> ENTRIES SHOWN
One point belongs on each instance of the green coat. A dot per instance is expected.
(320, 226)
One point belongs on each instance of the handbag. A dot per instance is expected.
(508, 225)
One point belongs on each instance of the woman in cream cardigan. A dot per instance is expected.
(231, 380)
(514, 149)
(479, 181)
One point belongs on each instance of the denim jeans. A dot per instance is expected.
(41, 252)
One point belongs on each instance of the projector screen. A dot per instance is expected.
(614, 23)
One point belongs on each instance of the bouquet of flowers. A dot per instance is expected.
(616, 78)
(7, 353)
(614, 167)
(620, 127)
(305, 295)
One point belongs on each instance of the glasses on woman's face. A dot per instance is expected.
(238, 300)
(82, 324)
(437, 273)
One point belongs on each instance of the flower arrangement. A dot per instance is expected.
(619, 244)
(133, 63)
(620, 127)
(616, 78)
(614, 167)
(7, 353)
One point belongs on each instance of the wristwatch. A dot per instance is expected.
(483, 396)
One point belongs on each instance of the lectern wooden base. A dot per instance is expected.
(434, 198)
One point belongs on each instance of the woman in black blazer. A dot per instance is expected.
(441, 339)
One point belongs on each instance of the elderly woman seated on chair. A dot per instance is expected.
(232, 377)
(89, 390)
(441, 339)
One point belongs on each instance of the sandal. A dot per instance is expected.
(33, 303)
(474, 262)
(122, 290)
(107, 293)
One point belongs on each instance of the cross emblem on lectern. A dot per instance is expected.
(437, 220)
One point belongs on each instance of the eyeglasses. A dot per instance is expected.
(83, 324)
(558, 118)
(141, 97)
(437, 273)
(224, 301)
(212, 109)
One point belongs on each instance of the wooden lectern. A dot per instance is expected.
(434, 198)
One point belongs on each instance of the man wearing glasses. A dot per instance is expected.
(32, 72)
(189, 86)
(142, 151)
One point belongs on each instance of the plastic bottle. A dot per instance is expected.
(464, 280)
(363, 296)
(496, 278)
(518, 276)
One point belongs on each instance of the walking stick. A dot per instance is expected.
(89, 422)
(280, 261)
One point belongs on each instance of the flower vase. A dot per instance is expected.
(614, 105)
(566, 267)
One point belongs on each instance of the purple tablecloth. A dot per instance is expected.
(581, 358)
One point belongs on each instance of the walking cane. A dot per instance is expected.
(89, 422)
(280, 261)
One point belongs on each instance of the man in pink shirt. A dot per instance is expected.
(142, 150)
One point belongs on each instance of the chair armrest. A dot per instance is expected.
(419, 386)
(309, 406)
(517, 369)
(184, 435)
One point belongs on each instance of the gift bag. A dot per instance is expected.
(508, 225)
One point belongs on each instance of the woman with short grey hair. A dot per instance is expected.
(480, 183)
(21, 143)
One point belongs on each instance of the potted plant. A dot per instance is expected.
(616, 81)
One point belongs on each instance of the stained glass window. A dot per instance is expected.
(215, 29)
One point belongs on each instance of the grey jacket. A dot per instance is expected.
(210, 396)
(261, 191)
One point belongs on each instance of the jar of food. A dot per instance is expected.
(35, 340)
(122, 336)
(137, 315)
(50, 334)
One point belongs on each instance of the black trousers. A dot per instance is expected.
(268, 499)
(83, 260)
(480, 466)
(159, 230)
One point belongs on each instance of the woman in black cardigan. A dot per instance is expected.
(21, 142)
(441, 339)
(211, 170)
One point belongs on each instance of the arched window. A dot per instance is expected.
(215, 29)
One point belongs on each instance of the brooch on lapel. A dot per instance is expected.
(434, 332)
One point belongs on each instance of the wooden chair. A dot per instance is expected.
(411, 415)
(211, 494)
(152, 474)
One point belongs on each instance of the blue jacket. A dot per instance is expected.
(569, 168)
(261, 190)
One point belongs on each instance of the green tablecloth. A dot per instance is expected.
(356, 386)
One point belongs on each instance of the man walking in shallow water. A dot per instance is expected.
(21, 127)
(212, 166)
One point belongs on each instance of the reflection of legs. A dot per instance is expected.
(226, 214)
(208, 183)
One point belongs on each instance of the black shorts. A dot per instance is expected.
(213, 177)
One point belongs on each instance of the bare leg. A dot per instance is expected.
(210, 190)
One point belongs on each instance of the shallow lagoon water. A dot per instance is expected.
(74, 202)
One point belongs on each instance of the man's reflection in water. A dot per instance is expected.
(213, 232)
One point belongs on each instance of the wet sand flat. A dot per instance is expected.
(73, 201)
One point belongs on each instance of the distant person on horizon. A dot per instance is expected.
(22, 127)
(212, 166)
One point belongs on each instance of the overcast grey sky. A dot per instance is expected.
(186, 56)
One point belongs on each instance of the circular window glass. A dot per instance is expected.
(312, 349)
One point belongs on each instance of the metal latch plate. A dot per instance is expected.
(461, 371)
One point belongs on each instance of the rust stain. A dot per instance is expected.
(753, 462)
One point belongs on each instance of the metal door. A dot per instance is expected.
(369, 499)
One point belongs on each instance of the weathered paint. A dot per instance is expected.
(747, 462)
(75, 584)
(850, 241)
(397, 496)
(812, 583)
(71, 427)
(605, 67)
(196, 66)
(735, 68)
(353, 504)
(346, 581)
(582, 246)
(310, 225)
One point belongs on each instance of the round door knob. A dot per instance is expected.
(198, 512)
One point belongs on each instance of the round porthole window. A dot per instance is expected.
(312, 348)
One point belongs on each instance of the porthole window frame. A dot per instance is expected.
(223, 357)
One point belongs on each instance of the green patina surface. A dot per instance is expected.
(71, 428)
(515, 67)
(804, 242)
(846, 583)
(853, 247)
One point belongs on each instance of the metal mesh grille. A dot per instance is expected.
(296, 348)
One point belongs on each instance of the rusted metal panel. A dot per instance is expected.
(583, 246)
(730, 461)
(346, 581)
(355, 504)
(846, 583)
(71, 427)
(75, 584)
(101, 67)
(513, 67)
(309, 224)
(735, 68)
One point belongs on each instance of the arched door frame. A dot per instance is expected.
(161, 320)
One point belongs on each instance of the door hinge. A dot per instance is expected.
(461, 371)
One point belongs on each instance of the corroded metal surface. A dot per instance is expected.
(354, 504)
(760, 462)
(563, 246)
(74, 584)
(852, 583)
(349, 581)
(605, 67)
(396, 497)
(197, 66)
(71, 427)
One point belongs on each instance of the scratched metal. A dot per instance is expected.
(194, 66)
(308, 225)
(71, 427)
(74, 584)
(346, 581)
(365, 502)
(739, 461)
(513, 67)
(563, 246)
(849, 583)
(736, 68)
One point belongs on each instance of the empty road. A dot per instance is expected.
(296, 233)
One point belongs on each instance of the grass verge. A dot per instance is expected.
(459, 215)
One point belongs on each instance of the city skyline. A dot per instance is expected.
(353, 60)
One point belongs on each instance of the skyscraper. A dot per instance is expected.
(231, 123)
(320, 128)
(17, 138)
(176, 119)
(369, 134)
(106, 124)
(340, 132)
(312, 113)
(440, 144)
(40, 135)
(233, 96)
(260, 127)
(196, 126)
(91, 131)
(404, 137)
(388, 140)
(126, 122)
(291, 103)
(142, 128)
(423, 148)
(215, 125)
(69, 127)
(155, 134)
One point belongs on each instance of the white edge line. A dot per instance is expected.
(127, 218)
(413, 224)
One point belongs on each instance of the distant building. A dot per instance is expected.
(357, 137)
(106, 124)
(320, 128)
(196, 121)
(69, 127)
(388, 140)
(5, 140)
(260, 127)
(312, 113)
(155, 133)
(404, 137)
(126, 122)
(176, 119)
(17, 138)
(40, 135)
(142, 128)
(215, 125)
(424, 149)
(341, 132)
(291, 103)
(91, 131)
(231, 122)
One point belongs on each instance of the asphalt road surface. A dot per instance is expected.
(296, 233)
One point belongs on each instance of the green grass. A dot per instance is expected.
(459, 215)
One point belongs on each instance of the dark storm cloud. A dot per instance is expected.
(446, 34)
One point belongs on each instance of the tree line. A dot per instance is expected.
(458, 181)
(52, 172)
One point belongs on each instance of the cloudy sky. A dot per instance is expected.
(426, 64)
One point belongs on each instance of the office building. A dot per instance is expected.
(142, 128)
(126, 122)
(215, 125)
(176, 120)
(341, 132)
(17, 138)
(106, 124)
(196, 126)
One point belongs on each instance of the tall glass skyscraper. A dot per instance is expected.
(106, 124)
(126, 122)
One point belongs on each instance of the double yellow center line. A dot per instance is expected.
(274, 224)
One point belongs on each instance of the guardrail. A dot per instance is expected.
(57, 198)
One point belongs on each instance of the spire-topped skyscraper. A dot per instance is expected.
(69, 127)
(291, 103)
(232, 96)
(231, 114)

> YOUR OBJECTIVE
Take the line with "One point belongs on each instance of the white" and all lines after it to the last line, and reproduce them exactly.

> THE REPLY
One point belongs on each instance of the white edge line. A dot per instance is expected.
(127, 218)
(413, 224)
One point belongs on each instance of the distant building. A dot per instance is expected.
(357, 137)
(106, 124)
(320, 128)
(196, 121)
(69, 127)
(388, 140)
(5, 140)
(260, 127)
(312, 113)
(155, 133)
(404, 137)
(126, 122)
(176, 119)
(17, 138)
(40, 135)
(142, 128)
(215, 125)
(424, 149)
(341, 132)
(291, 103)
(91, 131)
(231, 122)
One point belongs on each instance of the asphalt road surface. A dot per instance is expected.
(296, 233)
One point belongs on each instance of the green grass. A dot per instance is expected.
(459, 215)
One point belongs on each instance of the dark storm cloud. A dot per instance is expected.
(446, 34)
One point belongs on each instance of the tree line. A dot per instance is expected.
(458, 181)
(52, 172)
One point belongs on each instance of the cloudy sky. A dot per instance is expected.
(426, 64)
One point belongs on each instance of the office building. A dot per instance is expected.
(142, 128)
(126, 122)
(215, 125)
(176, 120)
(341, 132)
(17, 138)
(106, 124)
(196, 126)
One point belongs on each instance of the tall glass skyscraper. A dot per instance is expected.
(106, 124)
(126, 122)
One point belongs on each instance of the double yellow center line. A dot per instance is expected.
(274, 224)
One point belongs on each instance of the guardrail. A dot per instance is expected.
(57, 198)
One point belongs on each instance of the spire-topped skyscraper. A dot per instance is expected.
(69, 127)
(291, 103)
(232, 96)
(231, 114)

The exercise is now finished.